=== What is expected ===
Rewrite every line of the listing below with "dermoscopic image" swapped for "street scene", leaving everything else unchanged. Leave out the pictures.

=== Task data ===
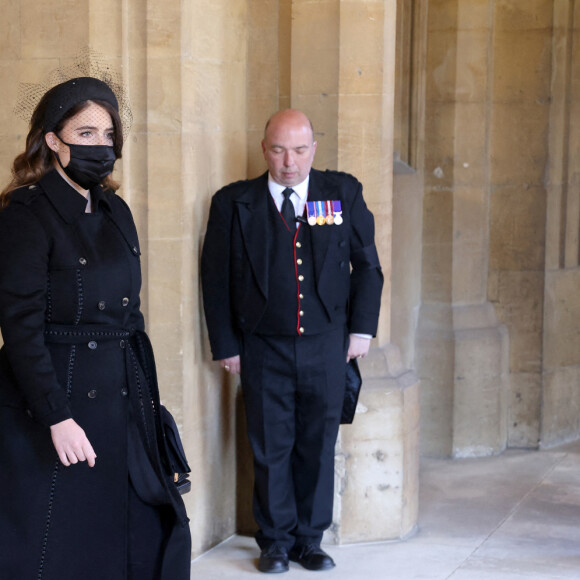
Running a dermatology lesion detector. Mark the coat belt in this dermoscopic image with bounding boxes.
[44,324,135,344]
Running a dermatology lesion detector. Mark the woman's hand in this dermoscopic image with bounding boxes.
[50,419,97,467]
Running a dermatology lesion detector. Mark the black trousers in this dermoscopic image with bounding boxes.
[241,328,348,549]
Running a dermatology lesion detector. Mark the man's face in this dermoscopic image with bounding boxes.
[262,111,316,187]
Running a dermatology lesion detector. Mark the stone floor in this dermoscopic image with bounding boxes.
[191,443,580,580]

=== Response to the exercise ===
Running a dermatology lesion detector. Mark the coat belt in this street scene with bounding boxes.
[44,324,135,344]
Running a dermatology lesion detector. Mark the woman's hand in this street scene with bounding boxes.
[50,419,97,467]
Running a dermatology lesion detector. Mark the black trousers in this street scene with bounding boxes.
[241,328,348,549]
Running a dermatology lesion detector. Mark the man's face in this street scene with bounding boxes.
[262,111,316,187]
Running a dermatology lesion detector. Mark the stone floor in this street scene with bounding boxes.
[191,443,580,580]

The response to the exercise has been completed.